**Short exercise**
Reproduce verbatim the lines of the items beginning with the line that contains "Please, can you tell me where the baseboard" and continuing through the line that contains "233, 0, 413, 80", both included, and nothing else.

**The records**
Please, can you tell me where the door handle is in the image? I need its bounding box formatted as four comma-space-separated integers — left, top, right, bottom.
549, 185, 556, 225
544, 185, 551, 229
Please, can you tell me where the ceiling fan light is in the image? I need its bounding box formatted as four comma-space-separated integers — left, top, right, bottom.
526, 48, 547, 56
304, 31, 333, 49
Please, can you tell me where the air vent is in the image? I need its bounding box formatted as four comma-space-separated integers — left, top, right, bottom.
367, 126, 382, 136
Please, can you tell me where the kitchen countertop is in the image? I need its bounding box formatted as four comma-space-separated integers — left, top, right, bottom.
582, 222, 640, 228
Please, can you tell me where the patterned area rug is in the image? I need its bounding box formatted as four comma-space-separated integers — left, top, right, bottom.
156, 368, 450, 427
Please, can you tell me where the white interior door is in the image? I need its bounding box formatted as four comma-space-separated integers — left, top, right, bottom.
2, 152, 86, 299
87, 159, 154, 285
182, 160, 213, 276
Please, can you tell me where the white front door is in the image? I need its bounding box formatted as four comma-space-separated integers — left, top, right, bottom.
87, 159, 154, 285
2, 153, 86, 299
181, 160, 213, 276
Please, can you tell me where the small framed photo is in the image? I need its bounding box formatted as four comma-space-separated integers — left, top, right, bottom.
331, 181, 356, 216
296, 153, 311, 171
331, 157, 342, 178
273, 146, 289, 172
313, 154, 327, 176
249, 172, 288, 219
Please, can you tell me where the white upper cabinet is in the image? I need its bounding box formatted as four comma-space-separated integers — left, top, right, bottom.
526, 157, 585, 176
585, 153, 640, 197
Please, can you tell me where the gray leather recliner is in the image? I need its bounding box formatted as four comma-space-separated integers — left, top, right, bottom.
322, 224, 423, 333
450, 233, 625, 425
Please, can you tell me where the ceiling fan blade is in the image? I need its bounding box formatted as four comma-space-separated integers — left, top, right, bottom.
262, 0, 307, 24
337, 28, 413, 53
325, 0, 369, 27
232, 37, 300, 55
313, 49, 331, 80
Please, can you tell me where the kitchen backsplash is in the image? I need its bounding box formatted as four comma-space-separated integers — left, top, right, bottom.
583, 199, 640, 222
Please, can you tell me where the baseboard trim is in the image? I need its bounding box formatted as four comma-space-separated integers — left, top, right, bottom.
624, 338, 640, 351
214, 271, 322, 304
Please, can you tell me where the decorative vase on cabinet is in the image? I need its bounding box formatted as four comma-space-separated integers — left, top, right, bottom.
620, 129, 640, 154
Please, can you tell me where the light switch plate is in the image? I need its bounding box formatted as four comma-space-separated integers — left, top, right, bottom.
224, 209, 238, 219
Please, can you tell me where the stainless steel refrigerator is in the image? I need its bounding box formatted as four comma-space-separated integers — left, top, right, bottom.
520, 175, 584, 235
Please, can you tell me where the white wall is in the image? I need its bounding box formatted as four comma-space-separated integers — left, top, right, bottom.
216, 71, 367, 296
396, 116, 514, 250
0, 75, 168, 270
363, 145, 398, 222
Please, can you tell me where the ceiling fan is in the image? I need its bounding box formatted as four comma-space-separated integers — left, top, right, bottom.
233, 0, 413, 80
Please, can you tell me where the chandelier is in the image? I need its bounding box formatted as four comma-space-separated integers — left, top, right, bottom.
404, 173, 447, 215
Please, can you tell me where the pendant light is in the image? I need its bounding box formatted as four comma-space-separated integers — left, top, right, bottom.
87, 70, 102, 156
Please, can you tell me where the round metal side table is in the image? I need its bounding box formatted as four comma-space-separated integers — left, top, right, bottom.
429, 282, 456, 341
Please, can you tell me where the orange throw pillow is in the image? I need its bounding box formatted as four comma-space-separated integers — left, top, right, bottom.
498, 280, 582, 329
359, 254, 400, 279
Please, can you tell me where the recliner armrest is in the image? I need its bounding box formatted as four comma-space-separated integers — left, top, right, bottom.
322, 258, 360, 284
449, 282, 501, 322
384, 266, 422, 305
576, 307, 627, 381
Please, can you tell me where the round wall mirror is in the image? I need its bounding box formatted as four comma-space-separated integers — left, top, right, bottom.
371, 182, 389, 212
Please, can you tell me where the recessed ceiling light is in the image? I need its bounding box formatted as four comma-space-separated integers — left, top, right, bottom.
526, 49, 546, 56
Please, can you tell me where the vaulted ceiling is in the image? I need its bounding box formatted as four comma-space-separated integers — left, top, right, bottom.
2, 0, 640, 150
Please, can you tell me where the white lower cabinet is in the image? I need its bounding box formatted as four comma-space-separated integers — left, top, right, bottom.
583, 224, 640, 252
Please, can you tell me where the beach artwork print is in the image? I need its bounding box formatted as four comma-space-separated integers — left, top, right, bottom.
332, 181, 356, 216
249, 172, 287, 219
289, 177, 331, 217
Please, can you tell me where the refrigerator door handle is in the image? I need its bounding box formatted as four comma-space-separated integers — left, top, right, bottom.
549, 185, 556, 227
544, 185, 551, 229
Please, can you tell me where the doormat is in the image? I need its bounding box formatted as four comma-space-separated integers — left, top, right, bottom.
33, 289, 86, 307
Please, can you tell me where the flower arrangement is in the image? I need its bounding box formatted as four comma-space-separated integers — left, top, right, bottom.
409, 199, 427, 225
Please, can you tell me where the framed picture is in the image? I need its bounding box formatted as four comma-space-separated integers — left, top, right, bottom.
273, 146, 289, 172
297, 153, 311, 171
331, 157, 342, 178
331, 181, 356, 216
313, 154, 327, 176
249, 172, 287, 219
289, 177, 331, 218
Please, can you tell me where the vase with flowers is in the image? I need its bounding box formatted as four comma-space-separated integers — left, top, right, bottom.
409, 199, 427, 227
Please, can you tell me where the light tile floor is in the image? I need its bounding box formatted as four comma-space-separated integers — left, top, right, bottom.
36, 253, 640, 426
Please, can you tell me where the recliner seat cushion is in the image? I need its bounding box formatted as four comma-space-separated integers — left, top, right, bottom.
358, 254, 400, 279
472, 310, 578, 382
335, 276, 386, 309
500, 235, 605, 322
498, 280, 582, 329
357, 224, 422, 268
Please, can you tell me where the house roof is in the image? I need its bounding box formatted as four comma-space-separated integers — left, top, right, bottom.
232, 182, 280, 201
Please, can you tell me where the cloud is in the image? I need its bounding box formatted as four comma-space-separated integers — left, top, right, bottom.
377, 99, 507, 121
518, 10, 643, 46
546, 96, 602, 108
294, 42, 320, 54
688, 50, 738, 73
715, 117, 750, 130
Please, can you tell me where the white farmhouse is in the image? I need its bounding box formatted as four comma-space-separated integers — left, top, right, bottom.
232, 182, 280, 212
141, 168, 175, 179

**The output**
Please, can you tell me where the baseboard trim is in the image? I need its bounding box formatted as four comma-space-separated integers — left, top, right, bottom.
624, 338, 640, 351
214, 271, 322, 304
Please, can you tell me where the decorative vase on cabinet is in the image? I need its bounding box formatted as four comma-space-separated integers — left, top, right, bottom.
620, 129, 640, 154
Please, can you tell me where the light switch plate is in the image? I need its bounding box formatted as four comma-space-separated integers — left, top, right, bottom.
224, 209, 238, 219
Please, can you tell me where the stainless steel refrigerator is in the image? I need its bounding box formatted as four comma-space-separated integers — left, top, right, bottom.
520, 175, 584, 235
Please, can you tell me where the white wall is in the image? I need its bounding box formatted as four comma-space-separated integers — left, top, right, bottom.
216, 71, 367, 296
396, 116, 514, 250
0, 75, 168, 270
363, 145, 398, 222
Please, can you tell me where the ceiling fan is in the image? I need its bounding box formatted as four comma-space-separated integers — left, top, right, bottom.
233, 0, 413, 80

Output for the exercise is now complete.